### Bacaan
Jumat 15 Nov 2013 21:43 WIB

Jumlah Hakim Tipikor Kupang Memadai

Red: Djibril Muhammad
Majelis Hakim Tipikor tengah mengadili seorang terdakwa kasus korupsi.
Foto: Republika/Yogi Ardhi
Majelis Hakim Tipikor tengah mengadili seorang terdakwa kasus korupsi.

REPUBLIKA.CO.ID, KUPANG -- Kepala Hubungan Masyarakat Pengadilan Tinggi Kupang Ramly Muda, jumlah hakim yang menangani sidang tindak pidana korupsi pada Pengadilan Negeri Kupang saat ini sangat memadai dengan jumlah 12 orang dan membentuk empat majelis.

"Dari jumlah 12 orang hakim tersebut, terdiri dari hakim karier yang sudah diberikan pendidikan khusus dan ditambah tiga orang hakim adhoc," katanya di Kupang, Jumat (14/11).

Jumlah hakim tersebut, akunya, sanggup menangani semua perkara korupsi yang datang dari sejumlah daerah di wilayah provinsi kepulauan itu.

"Semua perkara korupsi yang ditangani hakim tipikor rata-rata berjalan lancar dan semua terdakwa diputus sesuai aturan yang ada," katanya.

Ramly mengakui, jumlah hakim yang menangi perkara korupsi di pengadilan tipikor sangat ideal, dibanding dengan jumlah hakim yang ada dan bertugas di sejumlah pengadilan negeri lainnya di wilayah tersebut.

Ia mengungkapkan, hingga kini jumlah hakim yang berada di 16 pengadilan negeri di wilayah hukum Pengadilan Tinggi Kupang berjumlah 60 orang. Jumlah hakim ini harus melayani penanganan perkara yang datang dari 22 kabupaten/ kota yang ada.

### Daftar Catatan

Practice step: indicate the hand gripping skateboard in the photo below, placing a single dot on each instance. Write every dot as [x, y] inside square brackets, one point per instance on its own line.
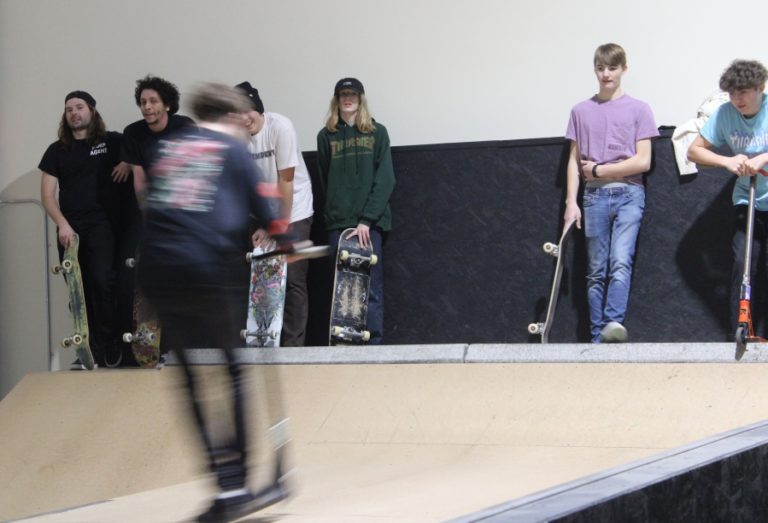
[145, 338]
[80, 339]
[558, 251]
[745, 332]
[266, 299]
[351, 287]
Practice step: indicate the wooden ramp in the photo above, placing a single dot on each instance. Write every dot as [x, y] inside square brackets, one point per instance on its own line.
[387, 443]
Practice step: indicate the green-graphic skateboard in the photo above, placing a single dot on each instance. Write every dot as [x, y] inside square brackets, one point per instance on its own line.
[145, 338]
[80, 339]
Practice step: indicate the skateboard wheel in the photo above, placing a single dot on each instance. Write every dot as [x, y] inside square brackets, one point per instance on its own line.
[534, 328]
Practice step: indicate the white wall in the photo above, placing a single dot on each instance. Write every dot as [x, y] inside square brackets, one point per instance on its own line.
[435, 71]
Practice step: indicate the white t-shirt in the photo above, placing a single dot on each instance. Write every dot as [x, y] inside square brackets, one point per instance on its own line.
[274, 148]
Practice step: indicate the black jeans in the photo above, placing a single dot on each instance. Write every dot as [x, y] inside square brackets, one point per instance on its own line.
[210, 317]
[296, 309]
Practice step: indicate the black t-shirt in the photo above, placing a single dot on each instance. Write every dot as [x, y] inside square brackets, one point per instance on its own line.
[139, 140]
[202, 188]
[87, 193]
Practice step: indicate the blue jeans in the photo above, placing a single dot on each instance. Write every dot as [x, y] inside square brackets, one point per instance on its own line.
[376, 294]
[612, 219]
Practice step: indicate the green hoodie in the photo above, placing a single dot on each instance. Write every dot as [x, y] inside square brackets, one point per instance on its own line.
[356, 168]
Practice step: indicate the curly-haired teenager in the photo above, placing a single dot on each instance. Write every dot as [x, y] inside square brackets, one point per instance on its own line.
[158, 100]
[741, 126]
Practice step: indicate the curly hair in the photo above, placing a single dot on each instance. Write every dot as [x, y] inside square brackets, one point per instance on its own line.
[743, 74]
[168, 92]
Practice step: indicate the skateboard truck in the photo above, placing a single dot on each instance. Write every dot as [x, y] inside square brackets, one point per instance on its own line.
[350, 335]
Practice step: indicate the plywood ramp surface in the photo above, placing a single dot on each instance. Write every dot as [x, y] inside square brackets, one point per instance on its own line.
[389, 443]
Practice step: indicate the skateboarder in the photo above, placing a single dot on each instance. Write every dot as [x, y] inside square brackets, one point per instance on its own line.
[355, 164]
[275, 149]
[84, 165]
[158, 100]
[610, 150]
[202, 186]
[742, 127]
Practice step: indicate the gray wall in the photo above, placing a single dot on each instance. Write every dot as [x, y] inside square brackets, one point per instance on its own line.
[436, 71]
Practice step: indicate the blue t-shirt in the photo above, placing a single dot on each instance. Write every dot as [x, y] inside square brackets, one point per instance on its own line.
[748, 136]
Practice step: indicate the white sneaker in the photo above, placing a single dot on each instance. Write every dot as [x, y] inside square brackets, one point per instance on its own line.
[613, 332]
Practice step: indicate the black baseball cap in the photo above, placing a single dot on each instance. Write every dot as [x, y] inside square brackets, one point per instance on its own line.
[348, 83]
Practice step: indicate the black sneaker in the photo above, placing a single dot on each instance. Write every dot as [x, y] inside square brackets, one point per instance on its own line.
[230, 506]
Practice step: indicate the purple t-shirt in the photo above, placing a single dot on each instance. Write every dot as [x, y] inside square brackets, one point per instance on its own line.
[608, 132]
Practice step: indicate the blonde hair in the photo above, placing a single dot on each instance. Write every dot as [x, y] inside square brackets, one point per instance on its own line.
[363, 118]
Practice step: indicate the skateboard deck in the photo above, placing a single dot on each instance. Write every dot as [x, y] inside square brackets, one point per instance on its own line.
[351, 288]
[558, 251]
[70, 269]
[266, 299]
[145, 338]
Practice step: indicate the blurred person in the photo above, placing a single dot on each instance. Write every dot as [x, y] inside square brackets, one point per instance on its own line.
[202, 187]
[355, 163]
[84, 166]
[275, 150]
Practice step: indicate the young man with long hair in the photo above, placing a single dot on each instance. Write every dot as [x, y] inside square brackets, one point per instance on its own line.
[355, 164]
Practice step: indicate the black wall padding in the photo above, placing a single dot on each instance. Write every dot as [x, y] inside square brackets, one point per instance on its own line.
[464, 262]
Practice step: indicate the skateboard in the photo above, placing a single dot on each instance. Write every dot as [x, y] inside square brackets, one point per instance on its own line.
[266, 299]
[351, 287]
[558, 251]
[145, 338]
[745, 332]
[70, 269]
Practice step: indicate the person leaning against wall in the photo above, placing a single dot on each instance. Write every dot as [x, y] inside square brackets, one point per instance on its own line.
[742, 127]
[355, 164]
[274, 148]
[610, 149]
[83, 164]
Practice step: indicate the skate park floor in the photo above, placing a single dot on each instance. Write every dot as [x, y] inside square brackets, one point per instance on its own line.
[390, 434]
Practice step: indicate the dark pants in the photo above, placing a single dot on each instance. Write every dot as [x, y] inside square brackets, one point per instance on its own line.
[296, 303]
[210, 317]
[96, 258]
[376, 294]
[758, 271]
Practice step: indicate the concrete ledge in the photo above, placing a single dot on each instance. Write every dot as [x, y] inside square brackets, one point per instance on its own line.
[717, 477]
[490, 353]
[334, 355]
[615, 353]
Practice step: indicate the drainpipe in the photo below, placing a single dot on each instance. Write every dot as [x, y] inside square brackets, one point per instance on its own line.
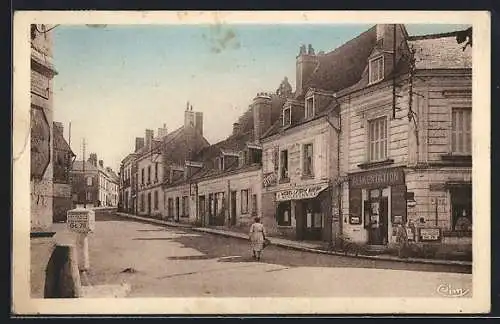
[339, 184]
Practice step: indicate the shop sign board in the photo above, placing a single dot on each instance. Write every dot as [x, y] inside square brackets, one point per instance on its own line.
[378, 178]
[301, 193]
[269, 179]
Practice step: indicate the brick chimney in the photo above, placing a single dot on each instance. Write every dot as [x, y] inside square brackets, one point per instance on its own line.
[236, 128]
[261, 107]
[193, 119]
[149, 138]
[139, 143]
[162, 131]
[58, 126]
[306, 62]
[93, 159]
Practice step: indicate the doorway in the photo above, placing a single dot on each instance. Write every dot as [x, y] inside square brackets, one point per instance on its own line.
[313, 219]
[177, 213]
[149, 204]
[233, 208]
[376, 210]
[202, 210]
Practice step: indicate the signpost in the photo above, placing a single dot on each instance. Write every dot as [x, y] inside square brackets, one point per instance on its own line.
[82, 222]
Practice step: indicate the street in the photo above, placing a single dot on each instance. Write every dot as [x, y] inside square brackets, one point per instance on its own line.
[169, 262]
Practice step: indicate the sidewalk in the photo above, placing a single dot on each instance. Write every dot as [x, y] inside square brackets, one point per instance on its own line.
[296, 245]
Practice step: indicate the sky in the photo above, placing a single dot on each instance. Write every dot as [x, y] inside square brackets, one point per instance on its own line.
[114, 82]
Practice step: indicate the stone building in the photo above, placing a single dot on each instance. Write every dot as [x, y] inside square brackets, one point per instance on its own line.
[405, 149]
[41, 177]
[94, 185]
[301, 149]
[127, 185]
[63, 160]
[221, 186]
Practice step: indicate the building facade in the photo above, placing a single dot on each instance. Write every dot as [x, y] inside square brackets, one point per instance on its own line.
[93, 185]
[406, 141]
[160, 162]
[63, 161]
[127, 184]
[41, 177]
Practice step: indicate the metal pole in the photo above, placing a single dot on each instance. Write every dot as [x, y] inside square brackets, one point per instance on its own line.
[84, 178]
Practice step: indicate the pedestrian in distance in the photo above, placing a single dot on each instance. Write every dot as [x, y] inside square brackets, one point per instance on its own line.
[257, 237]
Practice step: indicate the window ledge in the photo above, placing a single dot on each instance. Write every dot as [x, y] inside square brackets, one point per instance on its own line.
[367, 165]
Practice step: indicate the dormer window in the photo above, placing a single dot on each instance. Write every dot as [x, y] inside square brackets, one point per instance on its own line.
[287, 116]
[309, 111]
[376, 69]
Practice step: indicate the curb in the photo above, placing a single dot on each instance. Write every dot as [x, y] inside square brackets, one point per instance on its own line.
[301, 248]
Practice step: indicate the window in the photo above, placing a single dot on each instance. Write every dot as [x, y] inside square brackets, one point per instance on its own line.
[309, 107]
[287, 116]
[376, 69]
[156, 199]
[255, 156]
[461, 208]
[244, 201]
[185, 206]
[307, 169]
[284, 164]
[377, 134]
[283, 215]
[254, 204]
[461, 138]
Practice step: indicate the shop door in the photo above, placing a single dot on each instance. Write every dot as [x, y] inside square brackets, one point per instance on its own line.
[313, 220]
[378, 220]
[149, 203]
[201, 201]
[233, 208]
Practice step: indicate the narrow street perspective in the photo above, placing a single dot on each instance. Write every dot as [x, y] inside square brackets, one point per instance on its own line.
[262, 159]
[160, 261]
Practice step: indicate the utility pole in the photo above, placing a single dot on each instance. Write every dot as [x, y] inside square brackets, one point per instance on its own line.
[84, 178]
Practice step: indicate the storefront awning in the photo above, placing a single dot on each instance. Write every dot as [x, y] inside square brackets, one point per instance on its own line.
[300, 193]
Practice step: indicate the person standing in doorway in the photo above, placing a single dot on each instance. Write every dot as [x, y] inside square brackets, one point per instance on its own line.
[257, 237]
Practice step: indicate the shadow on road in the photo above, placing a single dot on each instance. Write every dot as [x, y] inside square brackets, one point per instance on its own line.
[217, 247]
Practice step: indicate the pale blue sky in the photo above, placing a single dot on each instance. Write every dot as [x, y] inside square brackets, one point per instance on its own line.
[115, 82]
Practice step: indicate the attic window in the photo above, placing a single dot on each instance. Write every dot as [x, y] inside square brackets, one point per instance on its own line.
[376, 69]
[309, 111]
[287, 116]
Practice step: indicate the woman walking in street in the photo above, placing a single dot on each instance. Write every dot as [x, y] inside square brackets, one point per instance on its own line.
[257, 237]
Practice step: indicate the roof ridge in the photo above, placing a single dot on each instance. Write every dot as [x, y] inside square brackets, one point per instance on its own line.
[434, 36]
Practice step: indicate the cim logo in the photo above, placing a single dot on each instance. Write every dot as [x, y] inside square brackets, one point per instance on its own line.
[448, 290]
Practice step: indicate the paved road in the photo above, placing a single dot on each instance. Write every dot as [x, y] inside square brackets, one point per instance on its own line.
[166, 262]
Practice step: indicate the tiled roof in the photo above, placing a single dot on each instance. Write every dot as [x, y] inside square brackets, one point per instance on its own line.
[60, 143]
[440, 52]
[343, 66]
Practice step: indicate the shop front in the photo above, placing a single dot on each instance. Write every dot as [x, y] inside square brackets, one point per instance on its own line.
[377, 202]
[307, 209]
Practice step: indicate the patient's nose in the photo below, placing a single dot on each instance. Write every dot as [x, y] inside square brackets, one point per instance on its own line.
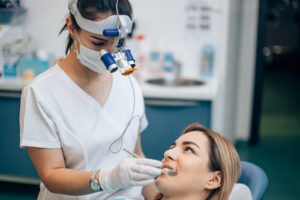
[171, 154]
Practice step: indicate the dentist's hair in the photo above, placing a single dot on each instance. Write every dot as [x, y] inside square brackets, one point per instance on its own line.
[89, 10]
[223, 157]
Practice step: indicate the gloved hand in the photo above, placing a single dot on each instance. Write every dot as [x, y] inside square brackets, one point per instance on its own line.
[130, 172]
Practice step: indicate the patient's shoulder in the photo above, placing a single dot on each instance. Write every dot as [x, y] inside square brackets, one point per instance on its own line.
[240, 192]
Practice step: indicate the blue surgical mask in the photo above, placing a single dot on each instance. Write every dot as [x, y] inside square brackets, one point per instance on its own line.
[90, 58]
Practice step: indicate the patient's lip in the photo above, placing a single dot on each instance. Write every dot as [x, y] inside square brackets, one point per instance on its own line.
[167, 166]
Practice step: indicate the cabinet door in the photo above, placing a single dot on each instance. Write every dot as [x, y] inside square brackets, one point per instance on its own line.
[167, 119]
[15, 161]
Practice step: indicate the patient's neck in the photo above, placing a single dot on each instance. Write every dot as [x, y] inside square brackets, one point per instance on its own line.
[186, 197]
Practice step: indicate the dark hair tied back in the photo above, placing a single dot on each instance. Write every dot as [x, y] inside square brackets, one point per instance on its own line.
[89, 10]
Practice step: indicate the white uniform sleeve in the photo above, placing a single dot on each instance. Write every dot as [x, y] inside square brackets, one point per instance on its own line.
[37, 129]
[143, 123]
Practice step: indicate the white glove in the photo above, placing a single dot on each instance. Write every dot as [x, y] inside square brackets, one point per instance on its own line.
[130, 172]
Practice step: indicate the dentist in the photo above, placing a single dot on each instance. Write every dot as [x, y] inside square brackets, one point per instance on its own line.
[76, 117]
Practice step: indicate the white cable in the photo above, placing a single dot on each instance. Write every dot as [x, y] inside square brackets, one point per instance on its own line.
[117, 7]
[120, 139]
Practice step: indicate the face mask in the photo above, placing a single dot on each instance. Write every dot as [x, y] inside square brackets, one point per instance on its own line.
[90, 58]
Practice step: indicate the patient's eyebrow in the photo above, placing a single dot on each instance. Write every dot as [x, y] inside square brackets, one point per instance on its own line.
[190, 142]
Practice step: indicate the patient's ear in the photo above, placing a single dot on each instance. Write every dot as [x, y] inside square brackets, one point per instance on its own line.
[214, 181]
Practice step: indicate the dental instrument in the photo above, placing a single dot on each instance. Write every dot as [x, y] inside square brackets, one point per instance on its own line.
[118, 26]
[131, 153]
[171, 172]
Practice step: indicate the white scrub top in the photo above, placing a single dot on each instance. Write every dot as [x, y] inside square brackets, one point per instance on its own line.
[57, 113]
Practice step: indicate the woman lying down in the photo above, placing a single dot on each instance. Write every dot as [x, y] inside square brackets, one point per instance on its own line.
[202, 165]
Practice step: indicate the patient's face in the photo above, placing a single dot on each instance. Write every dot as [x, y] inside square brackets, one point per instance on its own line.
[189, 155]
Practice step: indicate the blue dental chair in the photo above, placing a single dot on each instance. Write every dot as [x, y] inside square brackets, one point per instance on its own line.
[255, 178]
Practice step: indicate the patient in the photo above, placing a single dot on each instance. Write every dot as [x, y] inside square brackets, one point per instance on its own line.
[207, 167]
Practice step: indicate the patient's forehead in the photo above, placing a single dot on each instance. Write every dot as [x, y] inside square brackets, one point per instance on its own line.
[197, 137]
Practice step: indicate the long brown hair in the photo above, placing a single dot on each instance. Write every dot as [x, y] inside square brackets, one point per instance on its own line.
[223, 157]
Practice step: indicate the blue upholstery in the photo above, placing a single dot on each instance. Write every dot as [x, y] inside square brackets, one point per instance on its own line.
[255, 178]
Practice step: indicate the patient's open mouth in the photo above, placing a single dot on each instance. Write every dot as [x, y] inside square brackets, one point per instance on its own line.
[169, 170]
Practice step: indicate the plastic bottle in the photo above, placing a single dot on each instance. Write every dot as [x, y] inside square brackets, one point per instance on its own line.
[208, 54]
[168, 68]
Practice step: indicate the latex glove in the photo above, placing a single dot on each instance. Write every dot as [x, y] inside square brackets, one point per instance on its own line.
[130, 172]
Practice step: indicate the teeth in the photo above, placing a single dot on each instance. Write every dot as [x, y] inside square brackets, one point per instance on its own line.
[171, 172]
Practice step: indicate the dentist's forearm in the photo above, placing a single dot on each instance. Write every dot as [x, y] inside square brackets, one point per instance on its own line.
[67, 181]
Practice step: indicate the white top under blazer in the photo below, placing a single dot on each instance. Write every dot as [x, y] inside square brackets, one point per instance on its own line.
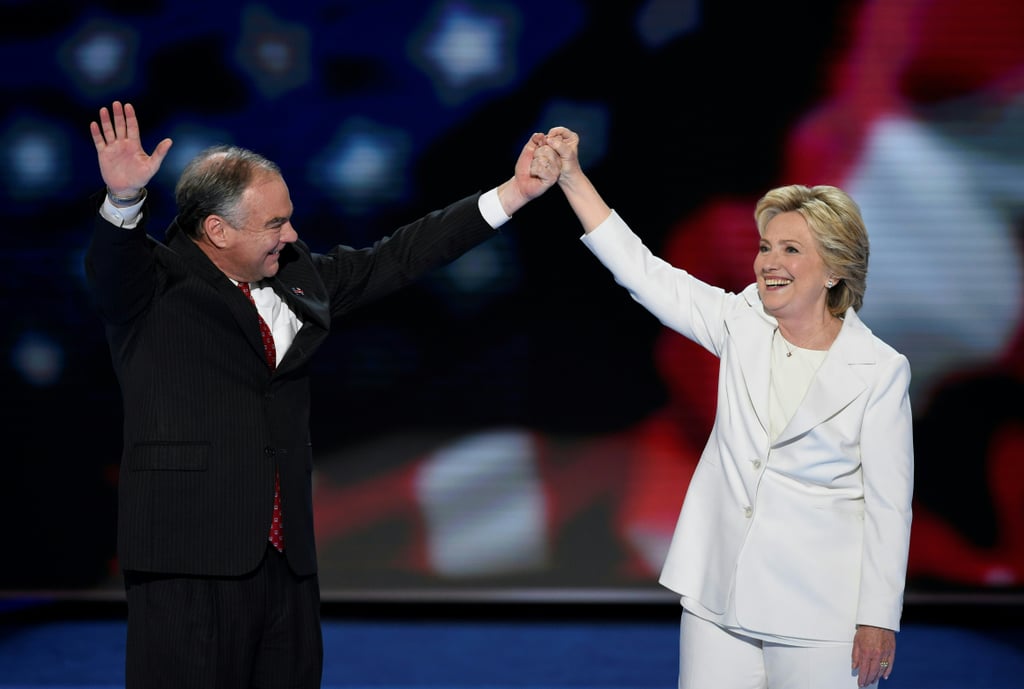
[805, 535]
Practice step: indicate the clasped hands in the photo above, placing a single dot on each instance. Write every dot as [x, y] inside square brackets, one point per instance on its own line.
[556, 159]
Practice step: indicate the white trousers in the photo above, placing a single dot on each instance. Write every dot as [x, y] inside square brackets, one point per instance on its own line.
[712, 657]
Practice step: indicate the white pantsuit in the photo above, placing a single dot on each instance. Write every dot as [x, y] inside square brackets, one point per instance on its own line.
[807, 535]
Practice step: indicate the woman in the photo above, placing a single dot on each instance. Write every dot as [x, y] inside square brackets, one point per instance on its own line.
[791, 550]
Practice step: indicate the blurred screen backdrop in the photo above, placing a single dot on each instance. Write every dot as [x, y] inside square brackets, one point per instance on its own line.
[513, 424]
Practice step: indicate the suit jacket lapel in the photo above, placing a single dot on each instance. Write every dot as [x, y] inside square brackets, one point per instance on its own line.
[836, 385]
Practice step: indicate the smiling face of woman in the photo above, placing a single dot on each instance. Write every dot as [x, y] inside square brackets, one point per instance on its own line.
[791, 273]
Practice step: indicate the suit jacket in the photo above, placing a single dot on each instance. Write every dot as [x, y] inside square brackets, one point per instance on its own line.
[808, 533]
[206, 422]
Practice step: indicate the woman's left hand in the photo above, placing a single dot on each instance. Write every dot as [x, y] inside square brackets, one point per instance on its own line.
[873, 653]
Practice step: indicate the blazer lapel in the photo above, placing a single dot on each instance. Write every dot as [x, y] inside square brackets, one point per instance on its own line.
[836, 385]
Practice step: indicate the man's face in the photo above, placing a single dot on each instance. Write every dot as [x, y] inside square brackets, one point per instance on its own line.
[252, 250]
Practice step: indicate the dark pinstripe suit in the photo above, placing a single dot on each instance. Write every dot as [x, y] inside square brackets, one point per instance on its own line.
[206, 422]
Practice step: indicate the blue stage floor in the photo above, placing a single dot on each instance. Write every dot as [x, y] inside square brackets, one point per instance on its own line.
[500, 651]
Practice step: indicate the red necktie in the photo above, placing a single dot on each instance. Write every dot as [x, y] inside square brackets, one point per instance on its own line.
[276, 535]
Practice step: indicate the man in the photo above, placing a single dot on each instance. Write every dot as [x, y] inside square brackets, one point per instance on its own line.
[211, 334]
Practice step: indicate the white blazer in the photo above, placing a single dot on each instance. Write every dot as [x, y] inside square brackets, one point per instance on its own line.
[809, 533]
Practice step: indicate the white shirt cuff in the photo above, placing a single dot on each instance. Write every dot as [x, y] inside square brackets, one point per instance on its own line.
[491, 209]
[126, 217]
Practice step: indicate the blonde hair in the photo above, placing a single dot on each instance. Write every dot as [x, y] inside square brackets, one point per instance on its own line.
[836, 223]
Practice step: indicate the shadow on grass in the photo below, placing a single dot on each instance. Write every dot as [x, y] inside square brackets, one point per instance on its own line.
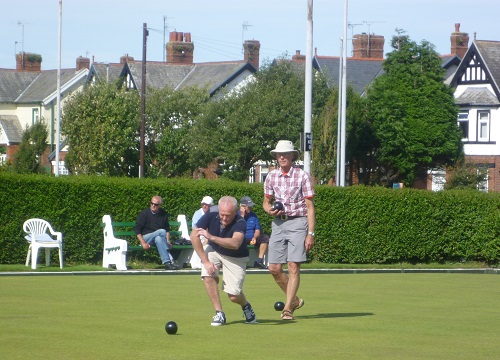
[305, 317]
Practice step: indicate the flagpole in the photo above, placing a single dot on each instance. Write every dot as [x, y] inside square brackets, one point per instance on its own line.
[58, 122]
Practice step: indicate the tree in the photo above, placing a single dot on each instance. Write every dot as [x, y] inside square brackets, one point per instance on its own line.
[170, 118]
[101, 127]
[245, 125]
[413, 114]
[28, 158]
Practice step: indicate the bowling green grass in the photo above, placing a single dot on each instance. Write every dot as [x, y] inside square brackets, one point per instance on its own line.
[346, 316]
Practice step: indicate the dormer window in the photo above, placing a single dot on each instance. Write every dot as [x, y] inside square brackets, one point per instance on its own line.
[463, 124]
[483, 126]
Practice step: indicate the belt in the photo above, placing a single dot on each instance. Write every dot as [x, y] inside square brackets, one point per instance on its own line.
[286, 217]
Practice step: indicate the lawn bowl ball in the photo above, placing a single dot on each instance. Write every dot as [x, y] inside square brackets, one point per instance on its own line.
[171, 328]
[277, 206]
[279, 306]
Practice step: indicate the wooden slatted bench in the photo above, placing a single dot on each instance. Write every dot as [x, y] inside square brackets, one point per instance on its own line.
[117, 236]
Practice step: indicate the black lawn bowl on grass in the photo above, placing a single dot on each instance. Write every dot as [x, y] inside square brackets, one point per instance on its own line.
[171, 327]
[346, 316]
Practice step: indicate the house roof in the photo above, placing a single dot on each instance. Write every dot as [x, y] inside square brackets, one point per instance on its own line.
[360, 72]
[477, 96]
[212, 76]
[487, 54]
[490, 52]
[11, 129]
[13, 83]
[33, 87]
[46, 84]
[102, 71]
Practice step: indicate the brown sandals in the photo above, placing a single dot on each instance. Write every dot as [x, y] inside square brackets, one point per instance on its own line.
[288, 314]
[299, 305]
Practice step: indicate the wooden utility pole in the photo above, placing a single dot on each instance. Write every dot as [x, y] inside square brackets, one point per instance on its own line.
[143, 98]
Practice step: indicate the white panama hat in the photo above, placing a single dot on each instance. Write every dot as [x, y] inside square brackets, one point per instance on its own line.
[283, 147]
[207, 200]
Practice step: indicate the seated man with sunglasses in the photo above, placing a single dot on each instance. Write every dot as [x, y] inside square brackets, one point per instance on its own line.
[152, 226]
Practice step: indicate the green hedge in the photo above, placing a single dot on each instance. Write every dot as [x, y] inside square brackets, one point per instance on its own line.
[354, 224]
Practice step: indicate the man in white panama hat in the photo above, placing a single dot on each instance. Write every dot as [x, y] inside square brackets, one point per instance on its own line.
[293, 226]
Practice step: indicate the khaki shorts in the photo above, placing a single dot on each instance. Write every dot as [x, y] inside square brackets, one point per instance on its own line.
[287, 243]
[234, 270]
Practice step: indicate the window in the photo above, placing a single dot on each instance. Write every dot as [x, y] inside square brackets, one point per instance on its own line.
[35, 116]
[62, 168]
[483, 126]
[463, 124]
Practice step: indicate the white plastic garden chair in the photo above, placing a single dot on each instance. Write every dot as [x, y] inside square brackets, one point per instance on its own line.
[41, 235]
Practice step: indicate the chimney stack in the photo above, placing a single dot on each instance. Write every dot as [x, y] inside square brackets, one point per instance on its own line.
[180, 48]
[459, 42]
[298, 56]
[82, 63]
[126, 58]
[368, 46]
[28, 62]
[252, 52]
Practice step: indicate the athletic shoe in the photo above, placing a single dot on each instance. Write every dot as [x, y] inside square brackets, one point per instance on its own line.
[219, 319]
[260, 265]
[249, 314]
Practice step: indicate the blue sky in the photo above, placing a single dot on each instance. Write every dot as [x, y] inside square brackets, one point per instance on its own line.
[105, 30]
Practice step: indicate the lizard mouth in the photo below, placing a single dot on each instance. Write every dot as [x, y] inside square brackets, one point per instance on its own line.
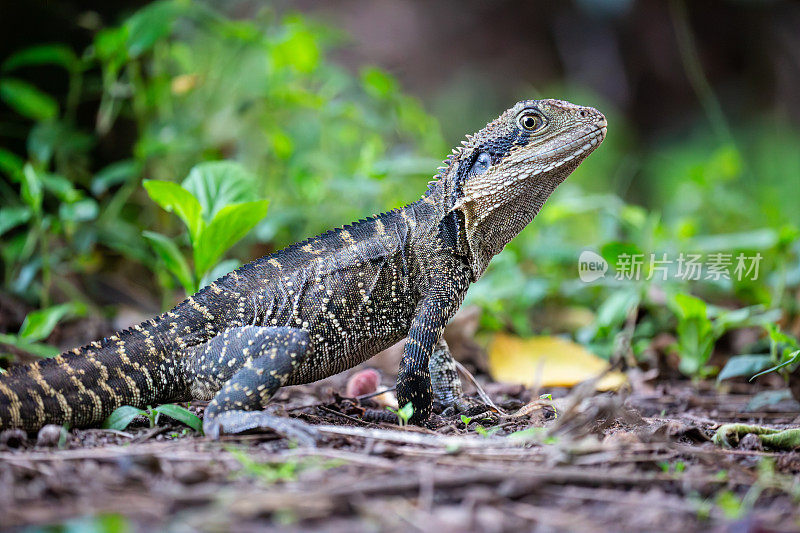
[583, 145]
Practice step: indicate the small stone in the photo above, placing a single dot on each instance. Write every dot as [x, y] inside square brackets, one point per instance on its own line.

### Tugas 1
Susun catatan dari baris yang memuat "Practice step: indicate the athletic" sampai akhir catatan menjadi tabel Markdown dengan kolom Nomor dan Isi, tanpa baris kosong. Gambar tidak usah dimasukkan.
### Tugas 2
Lanjutkan berita tentang jumlah hakim tipikor di Kupang, mulai setelah kalimat terakhirnya.

### Jawaban 1
| Nomor | Isi |
|---|---|
| 1 | Practice step: indicate the athletic shoe in the photo above, placing a single dot on each instance. Write every dot as [x, y] inside square brackets, one point per instance on its own line. |
| 2 | [219, 319] |
| 3 | [260, 265] |
| 4 | [249, 314] |
| 5 | Practice step: indicate the blue sky in the photo above, placing a single dot on each instance. Write every dot as [x, y] inside square brackets, one point per instance on its own line. |
| 6 | [105, 30] |
| 7 | Practice step: indicate the lizard mouth in the photo below, placing a single dot on each instance. Write every dot as [x, y] inside square brackets, one point per instance on its own line. |
| 8 | [583, 145] |
| 9 | Practice step: indicate the small stone in the photo above, placing a single dot on each instance. Write every dot as [x, y] inside square brackets, one point per instance on its own line. |

### Jawaban 2
Bahkan ia mengatakan, ada PN yang hanya memiliki empat orang hakim dan belum memiliki ketua pengadilannya, karena belum ada penetapan dari Mahkamah Agung RI.

Ramly menyebutkan, lima PN yang belum memiliki ketua pengadilan, masing-masing Pengadilan Negeri Rote Ndao, Lembata, Kalabahi, Waikabubak dan PN Labuan Bajo.

"Kendatipun begitu semua perkara yang ada tetap berjalan dan diputus sesuai aturan yang ada," katanya.

Terhadap ada kemungkinan para hakim khususnya di pengadilan Tipikor melakukan 'jual beli' perkara, Ramly yang juga menjabat sebagai Panitera Muda Hukum Pengadilan Tinggi Kupang itu mengatakan, tidak pernah terjadi, karena semua hakim terus dalam pengawasan ketat.

Selain selalu melakukan pengawasan terhadap para hakim, Ramly mengaku, 'jual beli' perkara sangat sulit terjadi, karena masing-masing hakim sudah sangat mengerti dan paham tentang tugas dan fungsinya. "Para hakim juga takut tertangkap lakukan 'jual beli' perkara. Sanksinya sangat tegas dan keras," katanya.

Selanjutnya dia menambahkan, warga masyarakat atau oknum subyek hukum yang tersangkut korupsi, rata-rata tidak memiliki cukup anggaran untuk melakukan upaya penyogokan. Hal itu kata dia, karena akan sangat tinggi biayanya.

Jika sesorang tersangkut korupsi diancam dengan hukuman mengembalikan keuangan negara ratusan juta, apakah masih sanggup membayar para hakim di atas nilai tersebut. Hal inilah yang telah menutup kemungkinan terjadinya 'jual beli' perkara.

Ia juga meminta warga masyarakat untuk bisa sama-sama mengawal dan mengawasi tindakan hukum hakim saat melakukan tugas dan fungsinya, agar tetap berjalan sesuai aturan yang ada.

"Kita siap proses dan tindak hakim yang lakukan penyimpangan. Kita harap masyarakat untuk ikut mengawasinya," kata Ramly.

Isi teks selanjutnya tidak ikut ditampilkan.